■ TEXTO DE LA PÁGINA ■
________________________

El gran logro de Dan Sallit es poder contar a cuentagotas estos cambios de carácter, estas progresivas asimetrías que se dan en una amistad, sin tener que recurrir a una gran batería de declaraciones y momentos frenéticos. No hay una razón diáfana, sino un conjunto de elementos invisibles que configuran el espacio, algo que se nota en el acierto de dejarnos con el misterio de qué le pasó a Jo a los 14 años, cuando todo empezó a desbarrancarse. Esto último no es simplemente una vocación de mantener el misterio: es un posicionamiento ético sobre cómo nos hacemos como personas. En un montón de historias del cine y la literatura se nos quiere presentar el origen de un mal en algún episodio o callo traumático, una especie de método de catarsis según el cual, una vez que encontramos la escena, todo comienza a mejorar. Sallit piensa distinto, y todo es más bien una acumulación en la que nunca hay una explicación resolutiva.

Quizás por todo esto Fourteen es como el costado trágico de una película que parece hablar de algo muy similar: Frances Ha (Noah Baumbach, 2012). La diferencia entre las dos, más allá del tono, está en el uso de las elipsis puestas en juego alrededor del lenguaje cinematográfico. La película de Sallit privilegia lo estático, con planos fijos en los que las protagonistas parecen entrar o salir, algo que podría emparentarlo, sobre todo, con el austero estilo del director coreano Hong Sang-Soo. Esta aparente segmentación dura de los planos, sin embargo, permite que afloren los pequeños detalles, algunas mínimas inflexiones en la voz que bordean lo mumblecore, y abre mucho más el panorama que el más clásico recurso de plano-contraplano.

Pero más que nada, el recurso más logrado en el film es el de las elipsis, casi nunca explicitadas, que dotan a la vida de una dimensión mucho más aleatoria y cambiante (y real) de lo que suele ser cuando es llevada al cine. Quizás desde Career Girls, de Mike Leigh (1997), no había visto una película tan profunda desde su sencillez del retrato de una amistad entre mujeres.

Fourteen. Dirigida por Dan Sallitt (2019). En Cinemateca.

________________________

Entradas tomadas de una colección:
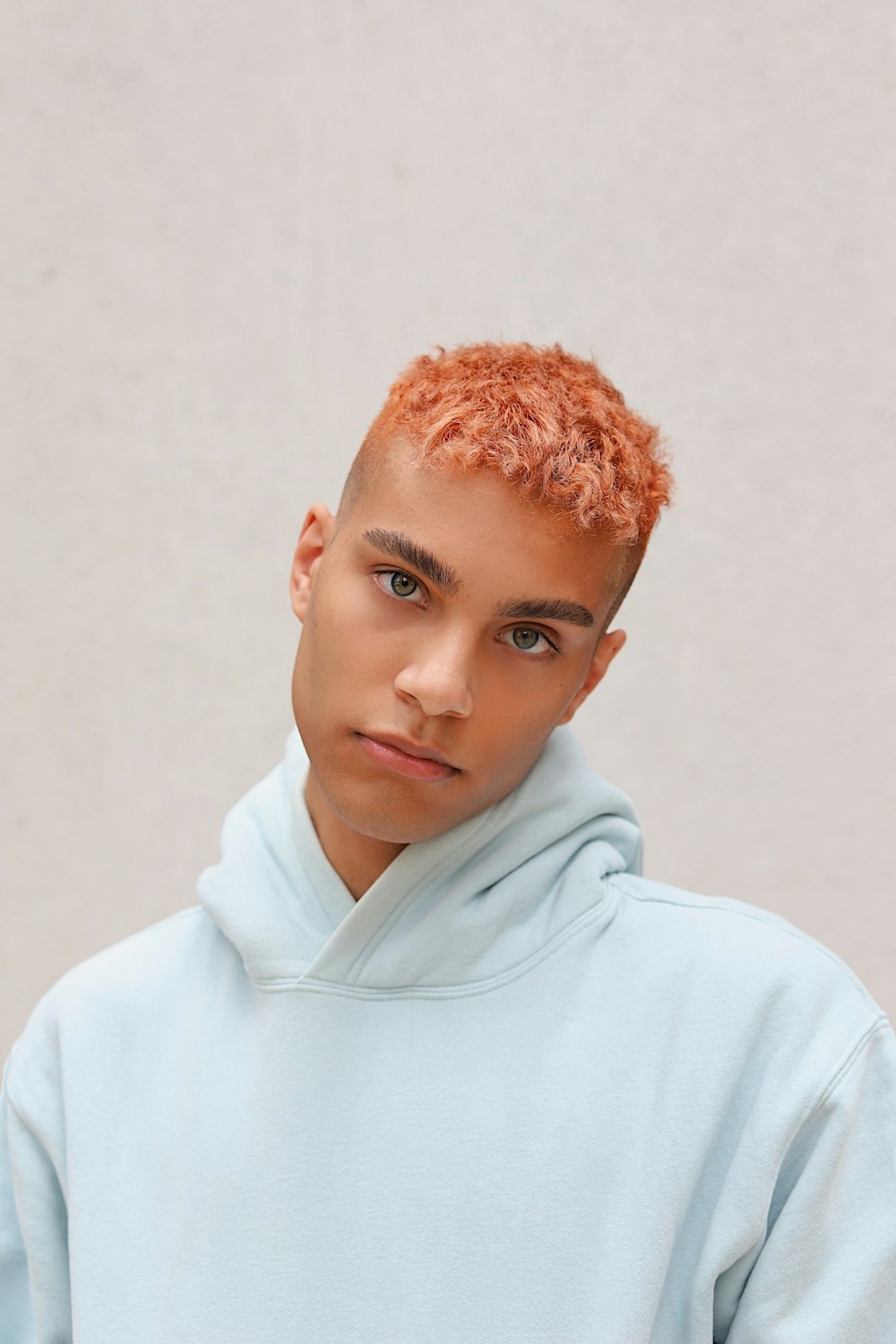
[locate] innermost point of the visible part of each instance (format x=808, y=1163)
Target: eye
x=528, y=640
x=397, y=583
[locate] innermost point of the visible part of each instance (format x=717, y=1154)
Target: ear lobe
x=314, y=539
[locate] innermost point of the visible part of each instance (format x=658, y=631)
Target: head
x=458, y=605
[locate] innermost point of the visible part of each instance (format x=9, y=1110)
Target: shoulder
x=761, y=978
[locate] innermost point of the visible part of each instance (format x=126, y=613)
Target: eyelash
x=387, y=574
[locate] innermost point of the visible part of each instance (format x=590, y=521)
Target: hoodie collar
x=462, y=910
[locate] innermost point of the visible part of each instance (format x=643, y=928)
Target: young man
x=432, y=1061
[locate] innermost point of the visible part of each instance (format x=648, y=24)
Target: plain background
x=228, y=228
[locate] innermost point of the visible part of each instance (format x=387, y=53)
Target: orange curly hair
x=547, y=421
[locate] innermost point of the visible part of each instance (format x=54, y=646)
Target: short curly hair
x=547, y=421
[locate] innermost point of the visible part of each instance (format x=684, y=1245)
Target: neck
x=358, y=859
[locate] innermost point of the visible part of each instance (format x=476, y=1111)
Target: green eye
x=402, y=583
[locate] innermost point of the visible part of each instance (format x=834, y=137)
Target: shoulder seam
x=774, y=921
x=858, y=1047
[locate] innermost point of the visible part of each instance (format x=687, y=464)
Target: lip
x=410, y=747
x=406, y=757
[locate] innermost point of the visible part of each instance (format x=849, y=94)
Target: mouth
x=405, y=757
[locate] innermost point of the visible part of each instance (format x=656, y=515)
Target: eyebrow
x=445, y=578
x=417, y=556
x=544, y=609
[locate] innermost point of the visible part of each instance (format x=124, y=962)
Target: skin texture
x=384, y=650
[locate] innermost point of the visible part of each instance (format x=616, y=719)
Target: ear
x=316, y=535
x=606, y=650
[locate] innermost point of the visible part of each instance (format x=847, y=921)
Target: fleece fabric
x=514, y=1094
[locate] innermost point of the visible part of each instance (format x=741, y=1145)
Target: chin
x=392, y=819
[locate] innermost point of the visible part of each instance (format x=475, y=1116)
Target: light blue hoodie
x=516, y=1094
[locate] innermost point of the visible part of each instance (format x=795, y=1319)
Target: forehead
x=485, y=529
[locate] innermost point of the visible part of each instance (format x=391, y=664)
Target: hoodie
x=514, y=1094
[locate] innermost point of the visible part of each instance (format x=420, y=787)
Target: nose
x=438, y=677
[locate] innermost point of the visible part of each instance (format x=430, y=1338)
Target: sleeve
x=826, y=1271
x=35, y=1304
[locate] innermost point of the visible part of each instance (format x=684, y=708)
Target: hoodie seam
x=605, y=910
x=769, y=919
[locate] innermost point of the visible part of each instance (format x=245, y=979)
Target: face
x=447, y=626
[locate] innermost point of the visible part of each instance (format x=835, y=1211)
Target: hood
x=479, y=900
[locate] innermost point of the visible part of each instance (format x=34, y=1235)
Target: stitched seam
x=605, y=910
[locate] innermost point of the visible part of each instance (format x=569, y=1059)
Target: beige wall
x=231, y=226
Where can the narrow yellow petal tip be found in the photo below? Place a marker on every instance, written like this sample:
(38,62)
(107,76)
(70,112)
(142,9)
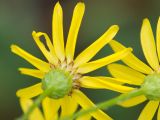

________________________

■ INDICACIÓN ■
Transcribe de la reseña sobre Fourteen el tramo que va desde "Pero más que" hasta "amistad entre mujeres.". Para esto no hacen falta los datos, basta con la reseña.

■ RESPUESTA ■
Pero más que nada, el recurso más logrado en el film es el de las elipsis, casi nunca explicitadas, que dotan a la vida de una dimensión mucho más aleatoria y cambiante (y real) de lo que suele ser cuando es llevada al cine. Quizás desde Career Girls, de Mike Leigh (1997), no había visto una película tan profunda desde su sencillez del retrato de una amistad entre mujeres.